-- Task statement --
In the article on the viral onion-price tweet, what did the Department of Agriculture monitor as the cost of a kilo of red onions?

-- Text under study --
○ ○ ○

“Filipinos should stop romanticizing poverty and settling for unhealthy foods.”
This was what several social media users discussed after a Twitter user shared a post about supposed tips to save money amid price hikes of basic commodities.
The user was telling local Twitter what the public can eat without using onions, which were last week reported as the “most expensive globally.”
The tweet was accompanied by a photo of two plates—one filled with rice and the other with eggs, fish and meat.
“Dami pwedeng maulam sa murang halaga basta di ka mapili sa pagkain. Pwede mag ulam ng walang sibuyas. Ito suka at bawang lang katerno,” the user said.
“Wag magpanggap at magpilit iangat estado ng buhay. Kung ano kaya yun lang. Importante may makain ka, ke ano pa yan biyaya pa din matatawag,” she added.
This tweet was referencing the recently reported surge in the price of a kilo of red onions.
The Department of Agriculture monitored that a kilo of red onions costs around P280 to P300.
This was way higher than the global average price of the root crop at $1.51 (P85.14), according to the Global Product Prices list.
Calls to stop romanticizing resiliency, settling for less
The tweet in question soon gained traction on Twitter and Facebook.
Several Filipinos called it out as another case of romanticizing Filipino resiliency and poverty.
“This self-limiting attitude is confused with resilience. The old saying, kapag maiksi kumot matutong mamalungtot. I hated it growing up coz you were given many ways to make that blanket longer and thicker,” one Twitter user said.
“Do we not deserve a better life after all the hardships we have done? Also please read the book mare. Lahat ng commodities ng isang simpleng Pilipino nagtaas ng presyo di lang sibuyas,” another user tweeted.
Marketing surveillance analyst John Paul Tanyag sees the tweet as a form of “gaslighting.”
“No wonder gaslighting is the word of the year,” Tanyag said through his handle @dumidyeypee.
Merriam-Webster named “gaslighting” its Word of the Year for 2022.
The word means “the act or practice of grossly misleading someone, especially for one’s own advantage.”
Some Twitter pundits also criticized the user’s implication that Filipinos do not deserve to have better lives.

○ ○ ○

-- Supplied data --
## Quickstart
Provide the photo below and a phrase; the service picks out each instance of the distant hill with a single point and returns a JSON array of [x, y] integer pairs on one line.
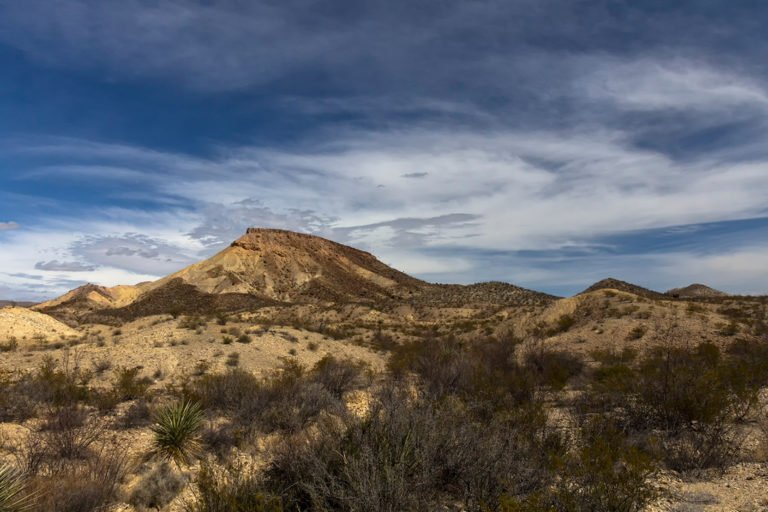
[[617, 284], [695, 290], [272, 267], [16, 303]]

○ ○ ○

-- Task answer --
Around P280 to P300.